- _SELECTED PASSAGE_

--- --- ---

Corridor for elephants: Search for sustainable solution to human-elephant conflict (India)

Author(s)

Anand Kumar, The Economic Times

Date Published

“Kanneer Anjali” scream posters and banners in the picturesque little
town of Madukkarai in Coimbatore district in western Tamil Nadu.
Loosely translated from Tamil, this means “a tearful farewell”.

“Kattaiyan aka Madukkarai Maharaj, we thought you would leave our
woods, but we did not think you would leave this earth. We will always
live with your memory.”

This message is by the residents of Madukkarai, who are mourning a
20-year-old wild bull elephant that died following its capture by the
Tamil Nadu Forest Department officials on June 19.

The elephant had strayed into Madukkarai about eight months ago, in
search of food, damaging crops and destroying homes in its hunger, and
killing a Forest Department official who had tried to drive it back
into the forests.

The local people had named the elephant Kattaiyan (one who is like a
log; the burly one). The Forest Department officials nicknamed the
elephant Encounter and ordered its capture and translocation to the
Anamalai Reserve in early June.

A week-long chase followed — around 20 personnel from the Forest
Department, the police and other government officials along with four
kumki (temple) elephants tracked and finally captured a sedated
Kattaiyan, in an operation titled Mission Madukkarai Maharaj.

--- --- ---

- _Collection entries_
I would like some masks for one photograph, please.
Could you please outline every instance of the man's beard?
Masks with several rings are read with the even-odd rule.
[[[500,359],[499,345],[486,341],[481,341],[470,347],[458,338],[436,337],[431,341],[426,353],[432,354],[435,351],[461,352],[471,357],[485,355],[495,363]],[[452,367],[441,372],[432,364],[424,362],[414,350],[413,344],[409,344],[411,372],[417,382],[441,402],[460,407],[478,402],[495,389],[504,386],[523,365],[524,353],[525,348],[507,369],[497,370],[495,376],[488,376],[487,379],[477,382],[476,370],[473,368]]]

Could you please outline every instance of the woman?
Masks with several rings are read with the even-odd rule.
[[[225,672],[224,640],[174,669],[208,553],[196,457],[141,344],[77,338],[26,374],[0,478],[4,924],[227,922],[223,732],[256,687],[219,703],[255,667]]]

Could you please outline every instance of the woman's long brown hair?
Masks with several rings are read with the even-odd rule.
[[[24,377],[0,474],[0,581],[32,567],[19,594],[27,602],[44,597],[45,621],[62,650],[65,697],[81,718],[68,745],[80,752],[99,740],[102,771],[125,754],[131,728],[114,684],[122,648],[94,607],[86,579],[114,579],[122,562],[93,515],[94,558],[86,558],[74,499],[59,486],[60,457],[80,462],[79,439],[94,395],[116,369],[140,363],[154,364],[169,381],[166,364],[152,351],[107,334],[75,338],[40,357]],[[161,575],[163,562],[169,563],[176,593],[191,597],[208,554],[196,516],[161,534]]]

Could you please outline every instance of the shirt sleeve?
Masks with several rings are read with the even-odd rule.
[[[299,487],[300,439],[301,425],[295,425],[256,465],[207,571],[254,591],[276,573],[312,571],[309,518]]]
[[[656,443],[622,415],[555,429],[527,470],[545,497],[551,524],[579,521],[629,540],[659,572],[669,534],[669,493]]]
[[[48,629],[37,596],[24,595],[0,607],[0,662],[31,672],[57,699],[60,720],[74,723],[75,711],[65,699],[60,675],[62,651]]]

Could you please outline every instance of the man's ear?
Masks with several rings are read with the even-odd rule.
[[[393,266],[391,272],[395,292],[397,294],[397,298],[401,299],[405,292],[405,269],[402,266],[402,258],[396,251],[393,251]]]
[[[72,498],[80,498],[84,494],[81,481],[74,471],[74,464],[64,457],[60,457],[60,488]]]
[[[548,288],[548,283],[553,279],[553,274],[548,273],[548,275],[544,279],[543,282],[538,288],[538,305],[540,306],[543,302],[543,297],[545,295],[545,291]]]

--- --- ---

- _STATED TASK A_
Condense the paragraph of the article on Kattaiyan that opens "A week-long chase followed" into a short bulleted list that keeps its main facts.
- _STATED TASK B_
Write out the article on Kattaiyan word for word, beginning at "The local people" and stopping after "Mission Madukkarai Maharaj.".
None of the records are needed here.

- _TASK SOLUTION A_
- The chase lasted a week.
- About 20 personnel from the Forest Department, the police and other government offices took part.
- Four kumki (temple) elephants joined them.
- They tracked and finally captured a sedated Kattaiyan.
- The operation was named Mission Madukkarai Maharaj.

- _TASK SOLUTION B_
The local people had named the elephant Kattaiyan (one who is like a
log; the burly one). The Forest Department officials nicknamed the
elephant Encounter and ordered its capture and translocation to the
Anamalai Reserve in early June.

A week-long chase followed — around 20 personnel from the Forest
Department, the police and other government officials along with four
kumki (temple) elephants tracked and finally captured a sedated
Kattaiyan, in an operation titled Mission Madukkarai Maharaj.